# [Given exercise]
Render the material as a numbered list, one line per item, starting at the line that contains "of passenger windows" and ending at the line that contains "(1173, 405)". Include both of those lines, leave out blank lines, and list nothing outside that span.

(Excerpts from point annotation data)
*-*-*

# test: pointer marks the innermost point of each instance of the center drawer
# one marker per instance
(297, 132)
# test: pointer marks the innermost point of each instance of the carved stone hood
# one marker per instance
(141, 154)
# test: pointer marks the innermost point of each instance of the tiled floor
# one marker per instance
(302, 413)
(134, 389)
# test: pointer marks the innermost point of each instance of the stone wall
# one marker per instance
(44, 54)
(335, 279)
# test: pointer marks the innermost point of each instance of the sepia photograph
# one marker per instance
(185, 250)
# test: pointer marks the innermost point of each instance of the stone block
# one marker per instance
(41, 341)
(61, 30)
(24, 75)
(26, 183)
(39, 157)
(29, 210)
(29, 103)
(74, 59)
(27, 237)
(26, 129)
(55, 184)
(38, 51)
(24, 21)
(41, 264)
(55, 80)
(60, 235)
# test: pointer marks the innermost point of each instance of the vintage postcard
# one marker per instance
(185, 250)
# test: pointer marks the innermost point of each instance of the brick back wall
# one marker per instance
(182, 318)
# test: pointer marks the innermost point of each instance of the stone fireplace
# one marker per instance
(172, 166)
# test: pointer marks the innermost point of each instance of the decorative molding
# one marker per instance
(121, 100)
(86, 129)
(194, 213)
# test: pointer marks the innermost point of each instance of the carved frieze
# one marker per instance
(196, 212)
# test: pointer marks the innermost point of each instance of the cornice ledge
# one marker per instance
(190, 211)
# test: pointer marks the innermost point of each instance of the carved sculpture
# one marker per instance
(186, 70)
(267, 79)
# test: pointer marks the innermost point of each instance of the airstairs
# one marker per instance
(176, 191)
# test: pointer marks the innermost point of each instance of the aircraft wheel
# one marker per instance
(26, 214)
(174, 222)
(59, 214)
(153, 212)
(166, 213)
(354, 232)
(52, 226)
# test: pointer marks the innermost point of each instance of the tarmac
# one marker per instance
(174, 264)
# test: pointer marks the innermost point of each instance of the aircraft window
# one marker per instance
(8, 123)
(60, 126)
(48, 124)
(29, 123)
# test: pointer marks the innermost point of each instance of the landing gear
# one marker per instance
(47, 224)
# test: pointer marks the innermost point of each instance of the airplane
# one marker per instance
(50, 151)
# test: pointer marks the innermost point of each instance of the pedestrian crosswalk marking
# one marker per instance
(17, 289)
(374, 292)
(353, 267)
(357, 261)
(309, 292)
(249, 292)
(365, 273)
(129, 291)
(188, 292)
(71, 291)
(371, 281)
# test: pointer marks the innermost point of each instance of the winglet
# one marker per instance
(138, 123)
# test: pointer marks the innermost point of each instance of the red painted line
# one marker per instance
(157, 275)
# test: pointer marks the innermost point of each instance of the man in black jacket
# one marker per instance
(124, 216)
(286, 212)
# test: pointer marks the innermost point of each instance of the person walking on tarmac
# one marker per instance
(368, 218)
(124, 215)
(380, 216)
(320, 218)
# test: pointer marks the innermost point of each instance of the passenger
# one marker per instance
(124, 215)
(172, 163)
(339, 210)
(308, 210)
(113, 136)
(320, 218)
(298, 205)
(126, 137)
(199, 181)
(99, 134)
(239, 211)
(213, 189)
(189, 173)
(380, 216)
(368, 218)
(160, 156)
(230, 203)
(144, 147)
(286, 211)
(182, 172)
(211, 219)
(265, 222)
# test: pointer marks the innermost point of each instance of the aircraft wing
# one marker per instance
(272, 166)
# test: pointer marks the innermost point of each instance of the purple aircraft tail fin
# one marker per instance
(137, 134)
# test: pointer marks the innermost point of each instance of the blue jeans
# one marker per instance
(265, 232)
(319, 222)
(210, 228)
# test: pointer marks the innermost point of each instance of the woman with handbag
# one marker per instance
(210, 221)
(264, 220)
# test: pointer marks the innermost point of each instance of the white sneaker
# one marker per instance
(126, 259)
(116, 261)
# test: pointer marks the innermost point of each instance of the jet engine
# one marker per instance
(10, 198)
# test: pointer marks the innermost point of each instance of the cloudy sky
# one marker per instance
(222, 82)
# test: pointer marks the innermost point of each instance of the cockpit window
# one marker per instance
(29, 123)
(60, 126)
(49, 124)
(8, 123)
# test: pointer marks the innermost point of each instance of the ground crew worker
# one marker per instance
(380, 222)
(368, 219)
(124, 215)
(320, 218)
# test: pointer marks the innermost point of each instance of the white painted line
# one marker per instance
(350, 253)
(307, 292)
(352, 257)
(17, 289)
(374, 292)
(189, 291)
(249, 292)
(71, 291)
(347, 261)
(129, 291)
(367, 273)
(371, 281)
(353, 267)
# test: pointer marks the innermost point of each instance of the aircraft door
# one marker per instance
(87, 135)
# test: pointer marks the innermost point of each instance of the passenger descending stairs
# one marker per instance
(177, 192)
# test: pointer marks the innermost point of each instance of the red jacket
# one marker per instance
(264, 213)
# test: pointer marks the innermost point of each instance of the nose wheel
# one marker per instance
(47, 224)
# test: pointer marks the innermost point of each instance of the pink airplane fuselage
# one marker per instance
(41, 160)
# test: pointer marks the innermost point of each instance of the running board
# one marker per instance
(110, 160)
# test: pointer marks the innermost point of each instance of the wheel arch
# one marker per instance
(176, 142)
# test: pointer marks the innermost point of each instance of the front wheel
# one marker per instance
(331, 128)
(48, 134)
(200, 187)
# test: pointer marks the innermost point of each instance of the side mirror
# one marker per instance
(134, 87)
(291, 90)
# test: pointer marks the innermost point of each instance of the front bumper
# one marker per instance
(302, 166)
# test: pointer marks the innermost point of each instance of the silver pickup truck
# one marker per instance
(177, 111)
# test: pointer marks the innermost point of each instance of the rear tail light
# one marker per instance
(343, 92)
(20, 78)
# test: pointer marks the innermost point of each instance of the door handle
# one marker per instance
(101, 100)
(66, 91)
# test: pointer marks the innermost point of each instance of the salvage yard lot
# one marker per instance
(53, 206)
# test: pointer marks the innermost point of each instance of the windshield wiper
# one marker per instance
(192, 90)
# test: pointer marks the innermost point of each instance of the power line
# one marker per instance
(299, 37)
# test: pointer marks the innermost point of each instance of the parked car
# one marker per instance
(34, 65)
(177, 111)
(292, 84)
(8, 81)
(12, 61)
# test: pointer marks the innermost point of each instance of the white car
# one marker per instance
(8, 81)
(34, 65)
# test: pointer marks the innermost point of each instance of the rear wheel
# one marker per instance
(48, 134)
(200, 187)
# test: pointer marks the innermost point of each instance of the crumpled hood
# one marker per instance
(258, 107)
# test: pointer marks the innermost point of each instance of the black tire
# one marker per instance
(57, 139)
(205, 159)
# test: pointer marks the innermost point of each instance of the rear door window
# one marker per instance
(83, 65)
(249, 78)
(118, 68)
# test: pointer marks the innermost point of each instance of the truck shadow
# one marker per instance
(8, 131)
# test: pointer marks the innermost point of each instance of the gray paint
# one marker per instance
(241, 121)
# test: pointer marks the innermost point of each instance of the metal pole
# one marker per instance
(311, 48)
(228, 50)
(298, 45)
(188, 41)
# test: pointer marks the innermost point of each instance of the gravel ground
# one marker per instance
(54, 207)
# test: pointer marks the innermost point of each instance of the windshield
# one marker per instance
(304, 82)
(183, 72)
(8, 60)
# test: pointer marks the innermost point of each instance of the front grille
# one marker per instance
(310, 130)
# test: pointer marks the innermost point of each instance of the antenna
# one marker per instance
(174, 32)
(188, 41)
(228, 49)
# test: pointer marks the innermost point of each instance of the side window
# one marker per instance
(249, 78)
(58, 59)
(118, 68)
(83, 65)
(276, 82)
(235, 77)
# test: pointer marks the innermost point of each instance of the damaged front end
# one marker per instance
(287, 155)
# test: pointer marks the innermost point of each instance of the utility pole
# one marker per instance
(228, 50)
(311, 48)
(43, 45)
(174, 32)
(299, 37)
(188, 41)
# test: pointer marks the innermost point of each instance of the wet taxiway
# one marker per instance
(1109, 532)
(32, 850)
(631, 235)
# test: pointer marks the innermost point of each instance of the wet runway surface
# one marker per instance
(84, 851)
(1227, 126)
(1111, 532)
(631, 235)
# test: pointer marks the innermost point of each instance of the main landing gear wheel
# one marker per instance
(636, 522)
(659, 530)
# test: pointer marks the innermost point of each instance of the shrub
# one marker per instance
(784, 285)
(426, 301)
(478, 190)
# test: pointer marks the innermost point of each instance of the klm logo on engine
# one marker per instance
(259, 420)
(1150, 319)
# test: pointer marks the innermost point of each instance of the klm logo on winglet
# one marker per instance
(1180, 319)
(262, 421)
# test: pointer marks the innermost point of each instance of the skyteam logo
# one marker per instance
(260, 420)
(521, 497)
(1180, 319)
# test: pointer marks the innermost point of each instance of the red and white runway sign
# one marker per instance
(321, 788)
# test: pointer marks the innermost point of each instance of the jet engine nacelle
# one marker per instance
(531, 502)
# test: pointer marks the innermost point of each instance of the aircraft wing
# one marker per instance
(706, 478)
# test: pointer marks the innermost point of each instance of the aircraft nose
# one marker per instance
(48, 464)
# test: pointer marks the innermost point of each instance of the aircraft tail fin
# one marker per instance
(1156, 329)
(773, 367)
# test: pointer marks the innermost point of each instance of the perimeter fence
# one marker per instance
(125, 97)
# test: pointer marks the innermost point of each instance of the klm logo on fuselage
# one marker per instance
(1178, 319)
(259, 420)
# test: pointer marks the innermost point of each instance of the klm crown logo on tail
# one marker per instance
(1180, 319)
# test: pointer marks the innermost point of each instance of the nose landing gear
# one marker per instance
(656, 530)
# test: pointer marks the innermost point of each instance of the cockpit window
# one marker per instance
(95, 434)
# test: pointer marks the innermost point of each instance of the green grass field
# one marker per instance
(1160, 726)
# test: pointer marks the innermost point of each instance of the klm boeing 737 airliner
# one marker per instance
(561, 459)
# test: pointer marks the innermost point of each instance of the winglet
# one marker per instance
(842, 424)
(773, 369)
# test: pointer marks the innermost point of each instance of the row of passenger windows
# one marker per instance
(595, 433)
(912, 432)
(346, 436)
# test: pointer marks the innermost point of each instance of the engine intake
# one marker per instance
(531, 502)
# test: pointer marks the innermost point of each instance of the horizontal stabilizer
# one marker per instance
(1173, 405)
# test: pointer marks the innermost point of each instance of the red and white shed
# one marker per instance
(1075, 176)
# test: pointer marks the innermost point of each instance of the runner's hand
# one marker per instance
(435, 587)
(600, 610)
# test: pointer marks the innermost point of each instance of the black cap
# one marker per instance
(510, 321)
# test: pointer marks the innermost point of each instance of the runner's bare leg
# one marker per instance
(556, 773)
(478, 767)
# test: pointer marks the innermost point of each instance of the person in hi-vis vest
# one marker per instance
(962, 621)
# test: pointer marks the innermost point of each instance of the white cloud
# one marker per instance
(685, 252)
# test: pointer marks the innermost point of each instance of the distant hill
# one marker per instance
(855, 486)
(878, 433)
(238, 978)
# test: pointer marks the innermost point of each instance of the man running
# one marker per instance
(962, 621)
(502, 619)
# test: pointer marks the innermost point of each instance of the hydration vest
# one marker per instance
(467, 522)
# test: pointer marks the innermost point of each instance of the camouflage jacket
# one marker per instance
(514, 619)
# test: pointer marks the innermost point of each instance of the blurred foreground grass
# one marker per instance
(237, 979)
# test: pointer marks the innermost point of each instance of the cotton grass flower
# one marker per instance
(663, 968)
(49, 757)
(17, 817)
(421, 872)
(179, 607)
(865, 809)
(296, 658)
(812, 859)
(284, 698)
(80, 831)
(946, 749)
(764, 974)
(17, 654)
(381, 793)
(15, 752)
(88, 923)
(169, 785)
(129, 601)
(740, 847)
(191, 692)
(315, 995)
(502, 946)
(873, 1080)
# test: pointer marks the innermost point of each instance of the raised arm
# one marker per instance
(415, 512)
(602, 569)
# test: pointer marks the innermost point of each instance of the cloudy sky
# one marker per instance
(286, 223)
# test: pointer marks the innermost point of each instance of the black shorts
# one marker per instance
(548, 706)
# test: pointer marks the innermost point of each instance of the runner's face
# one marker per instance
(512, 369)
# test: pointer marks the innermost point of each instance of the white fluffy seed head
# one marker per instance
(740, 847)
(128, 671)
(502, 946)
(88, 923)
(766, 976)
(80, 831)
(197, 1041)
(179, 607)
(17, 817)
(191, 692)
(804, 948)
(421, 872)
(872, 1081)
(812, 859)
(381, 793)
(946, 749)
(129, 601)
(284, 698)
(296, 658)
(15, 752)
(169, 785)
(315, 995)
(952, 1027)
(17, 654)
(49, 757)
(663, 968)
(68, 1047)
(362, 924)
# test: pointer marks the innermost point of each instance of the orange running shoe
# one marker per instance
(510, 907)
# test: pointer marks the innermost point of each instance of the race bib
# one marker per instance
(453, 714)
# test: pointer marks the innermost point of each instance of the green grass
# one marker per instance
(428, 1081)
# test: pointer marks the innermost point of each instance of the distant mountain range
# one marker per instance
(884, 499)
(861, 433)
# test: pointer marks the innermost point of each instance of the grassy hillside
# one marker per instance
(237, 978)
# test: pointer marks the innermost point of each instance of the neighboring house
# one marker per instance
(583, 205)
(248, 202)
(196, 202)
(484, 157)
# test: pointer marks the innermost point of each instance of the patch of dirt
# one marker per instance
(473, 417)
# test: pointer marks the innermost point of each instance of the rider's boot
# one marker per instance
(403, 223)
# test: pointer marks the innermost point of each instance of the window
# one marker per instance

*-*-*

# [Correct output]
1. # test: pointer marks the innermost point of each instance of the row of passenger windows
2. # one marker per instance
3. (595, 433)
4. (912, 432)
5. (346, 436)
6. # test: pointer marks the innermost point of each instance of the engine intake
7. # one marker per instance
8. (531, 502)
9. # test: pointer marks the innermost point of each instance of the horizontal stabilizer
10. # one marker per instance
11. (1173, 405)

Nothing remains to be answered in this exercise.